*EXTRAIT DU DOCUMENT*:

« 99 Homes » : la grande bouffe des banques

focus film Rami Bahrani, sortie e-cinéma le 18 mars 2016

Pitch

Rick Carver a fait fortune dans la saisie des biens immobiliers. Quand il exproprie Dennis Nash et sa famille, ce dernier lui propose un marché...

Notes

Le Grand prix du festival de Deauville ne sortira pas en salles mais directement, non pas en DVD mais en e.cinéma (dispo en VOD sur les plateformes dédiées). Digression : le DVD, aujourd’hui détrôné par le blu-ray, est un phénomène que je n’arrive pas à comprendre, comment ce support MATERIEL (un de plus quand on a déjà connu la VHS, le laser-disc, le DVD et j’en passe…) a réussi à s’imposer à l’ère de la dématérialisation des supports, car, qu’on l’aime ou pas, elle est là, en place. Donc, moi, la VOD, pour la blogueuse hyper-connectée que je suis, ça me va très bien.

*CONSIGNE 1*:
Relevez, dans l'ordre d'apparition, tous les noms de personnes, réelles ou fictives, cités dans l'extrait sur « 99 Homes ».
*CONSIGNE 2*:
Recopiez le passage de l'extrait sur « 99 Homes » qui va de « focus film Rami » jusqu'à « va très bien. ».
Les lignes qui suivent ne sont pas nécessaires.

*DONNÉES*:

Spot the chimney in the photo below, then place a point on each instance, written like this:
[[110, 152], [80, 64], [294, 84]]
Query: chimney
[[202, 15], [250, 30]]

*RÉPONSE RÉDIGÉE 1*:
Rami Bahrani, Rick Carver, Dennis Nash

*RÉPONSE RÉDIGÉE 2*:
focus film Rami Bahrani, sortie e-cinéma le 18 mars 2016

Pitch

Rick Carver a fait fortune dans la saisie des biens immobiliers. Quand il exproprie Dennis Nash et sa famille, ce dernier lui propose un marché...

Notes

Le Grand prix du festival de Deauville ne sortira pas en salles mais directement, non pas en DVD mais en e.cinéma (dispo en VOD sur les plateformes dédiées). Digression : le DVD, aujourd’hui détrôné par le blu-ray, est un phénomène que je n’arrive pas à comprendre, comment ce support MATERIEL (un de plus quand on a déjà connu la VHS, le laser-disc, le DVD et j’en passe…) a réussi à s’imposer à l’ère de la dématérialisation des supports, car, qu’on l’aime ou pas, elle est là, en place. Donc, moi, la VOD, pour la blogueuse hyper-connectée que je suis, ça me va très bien.